Task directions:
Write out each record below, word for word.

(Data records begins)

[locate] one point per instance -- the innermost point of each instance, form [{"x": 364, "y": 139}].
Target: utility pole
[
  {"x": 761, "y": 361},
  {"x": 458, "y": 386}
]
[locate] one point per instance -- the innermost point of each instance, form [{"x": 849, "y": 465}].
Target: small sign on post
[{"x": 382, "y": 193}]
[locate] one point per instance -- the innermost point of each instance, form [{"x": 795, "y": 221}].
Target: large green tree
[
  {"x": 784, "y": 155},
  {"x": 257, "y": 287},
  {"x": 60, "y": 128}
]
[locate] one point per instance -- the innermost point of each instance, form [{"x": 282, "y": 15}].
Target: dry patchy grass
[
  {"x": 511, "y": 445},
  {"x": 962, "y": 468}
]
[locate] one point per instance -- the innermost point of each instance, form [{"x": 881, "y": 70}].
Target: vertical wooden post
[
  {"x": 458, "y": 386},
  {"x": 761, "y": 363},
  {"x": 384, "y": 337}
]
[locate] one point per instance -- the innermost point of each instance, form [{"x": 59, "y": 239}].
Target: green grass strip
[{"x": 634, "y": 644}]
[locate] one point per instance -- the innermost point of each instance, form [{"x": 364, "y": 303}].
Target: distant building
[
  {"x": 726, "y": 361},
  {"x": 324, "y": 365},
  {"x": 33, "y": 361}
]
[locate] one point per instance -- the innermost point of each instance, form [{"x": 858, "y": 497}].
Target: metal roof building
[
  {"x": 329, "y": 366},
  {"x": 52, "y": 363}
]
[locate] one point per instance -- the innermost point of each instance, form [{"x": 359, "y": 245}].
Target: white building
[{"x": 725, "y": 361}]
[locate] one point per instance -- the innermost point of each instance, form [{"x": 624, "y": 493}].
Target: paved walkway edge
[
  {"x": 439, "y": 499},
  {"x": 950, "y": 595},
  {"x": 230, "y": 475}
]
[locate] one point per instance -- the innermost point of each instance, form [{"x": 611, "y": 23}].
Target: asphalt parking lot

(Data records ends)

Task result:
[locate] one point per instance -- the innermost point of each instance, form [{"x": 364, "y": 139}].
Target: utility pole
[
  {"x": 761, "y": 361},
  {"x": 458, "y": 386}
]
[locate] one point per instance -- the innermost point of each instance, form [{"x": 849, "y": 465}].
Target: small sign on post
[{"x": 382, "y": 193}]
[locate] one point per instance -- the innermost point of each instance, form [{"x": 795, "y": 221}].
Target: large green tree
[
  {"x": 784, "y": 155},
  {"x": 257, "y": 287},
  {"x": 60, "y": 128}
]
[locate] one point per instance -- the innermost point of each instance, form [{"x": 282, "y": 15}].
Target: dry patchy grass
[
  {"x": 511, "y": 445},
  {"x": 962, "y": 468}
]
[locate] one point per instance -- the innermost point of each instance, form [{"x": 881, "y": 70}].
Target: vertical wooden post
[
  {"x": 458, "y": 386},
  {"x": 761, "y": 363},
  {"x": 384, "y": 337}
]
[locate] one point per instance -- the innermost point of each instance, form [{"x": 59, "y": 239}].
Target: green grass strip
[{"x": 634, "y": 644}]
[locate] one point per instance -- the innermost point of each instance, form [{"x": 364, "y": 303}].
Target: distant building
[
  {"x": 726, "y": 361},
  {"x": 324, "y": 365},
  {"x": 33, "y": 361}
]
[locate] one point per instance -- the innermost point of each instance, form [{"x": 858, "y": 497}].
Target: metal roof building
[
  {"x": 329, "y": 366},
  {"x": 52, "y": 363}
]
[locate] one point per instance -- the innermost point of each instance, form [{"x": 359, "y": 245}].
Target: white building
[{"x": 725, "y": 361}]
[locate] one point per instance -- the innermost point of each instance, form [{"x": 624, "y": 493}].
Target: paved walkway edge
[
  {"x": 439, "y": 499},
  {"x": 950, "y": 595},
  {"x": 230, "y": 475}
]
[locate] one point per instance -- the innermost point of each instance, form [{"x": 611, "y": 23}].
Target: asphalt parking lot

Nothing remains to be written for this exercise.